**Task prompt**
Print each entry below precisely as shown.

**Records supplied**
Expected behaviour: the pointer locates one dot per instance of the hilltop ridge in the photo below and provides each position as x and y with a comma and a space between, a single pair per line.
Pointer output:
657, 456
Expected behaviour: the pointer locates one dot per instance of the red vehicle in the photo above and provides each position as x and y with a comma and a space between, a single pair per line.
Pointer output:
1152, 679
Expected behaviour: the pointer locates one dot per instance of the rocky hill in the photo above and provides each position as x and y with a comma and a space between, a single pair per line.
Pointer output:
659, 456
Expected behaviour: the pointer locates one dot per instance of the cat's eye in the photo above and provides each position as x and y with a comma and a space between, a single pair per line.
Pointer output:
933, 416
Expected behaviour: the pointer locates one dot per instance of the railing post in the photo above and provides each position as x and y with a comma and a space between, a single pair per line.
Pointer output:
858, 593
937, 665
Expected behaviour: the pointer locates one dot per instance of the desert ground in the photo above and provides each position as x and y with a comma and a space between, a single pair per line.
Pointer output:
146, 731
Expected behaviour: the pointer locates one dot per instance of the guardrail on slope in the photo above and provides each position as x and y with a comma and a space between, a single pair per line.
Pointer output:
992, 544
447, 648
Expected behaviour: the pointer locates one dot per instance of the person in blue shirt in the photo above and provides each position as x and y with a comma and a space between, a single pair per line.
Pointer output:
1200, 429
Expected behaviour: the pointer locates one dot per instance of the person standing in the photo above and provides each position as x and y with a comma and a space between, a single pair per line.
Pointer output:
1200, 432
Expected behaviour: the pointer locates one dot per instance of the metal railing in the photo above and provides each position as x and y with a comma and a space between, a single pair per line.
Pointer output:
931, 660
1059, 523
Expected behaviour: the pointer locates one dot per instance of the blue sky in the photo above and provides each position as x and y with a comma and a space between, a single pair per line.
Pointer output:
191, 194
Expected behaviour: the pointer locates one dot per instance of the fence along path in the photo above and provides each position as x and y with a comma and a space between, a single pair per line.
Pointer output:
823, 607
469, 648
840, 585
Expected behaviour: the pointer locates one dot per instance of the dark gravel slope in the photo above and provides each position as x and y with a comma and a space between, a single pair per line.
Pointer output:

**Result below**
Expected behaviour: the pointer locates one dot per instance of the hilltop ridge in the photo below and provides each position as x and y with a comma and a space between, a single pair per line.
Pointer output:
657, 456
Expected behaviour: the pointer locates one dot per instance of the red vehicle in the photo above and provides each position as x and y with a comma and a space between, a single pair per line.
Pointer output:
1152, 679
Expected behaviour: the pointer locates one dot per instance of the rocky hill in the photo above and provides each position as x and y with a comma and a space between, a single pair per line.
Pointer output:
659, 456
Expected behaviour: the pointer locates one dot per instance of the cat's eye in the photo above and provides each position as x and y with a comma and a space between, a single pair per line.
Pointer output:
933, 416
Expected behaviour: the pointer locates one dot per instance of the railing post in the photo above and provides each position as x and y with a comma and a space between, a single pair per line.
Pointer output:
858, 593
937, 665
Expected behaviour: the pointer locates one dot per instance of the desert ground in the photo above and provides each position as x and y with a comma and a space between, a single pair per line.
Pointer output:
146, 731
Expected behaviour: the pointer locates one dot per instance of the guardrail on slope in the photo above and provides each position as x and y with a comma and a space between, a single pair per line.
Pointer output:
992, 544
447, 648
Expected behaviour: the pointer locates one dot per instance of the person in blue shirt in the photo above and provides each position as x and y with a comma and a space between, a single pair per line.
Pointer output:
1200, 429
Expected behaviour: the pointer locates one dot per instance of the person standing in the photo above and provides each position as x and y with a comma and a space between, a single pair per line.
Pointer output:
1200, 432
Expected behaviour: the pointer locates one dot per instance of the metal railing in the photo above and provides each position as x and y with a comma and a space between, a single pair per line.
Pointer output:
931, 660
1059, 523
Expected behaviour: the pointer locates one dot per instance of the blue sky in the photo above and provides each position as x and y with a comma and a space between, a single pair per line.
Pointer output:
191, 194
Expected behaviour: the pointer locates one dot per instance of the fence along path in the photo above and provides each position as x and y with a comma and a space between, a single pair per line.
Pointer output:
823, 607
469, 648
840, 585
Expected behaviour: the pointer locates one dot per instance of the dark gravel slope in the photo above and provides each position as x and y with a comma and a space between, a single pair per line.
Pointer output:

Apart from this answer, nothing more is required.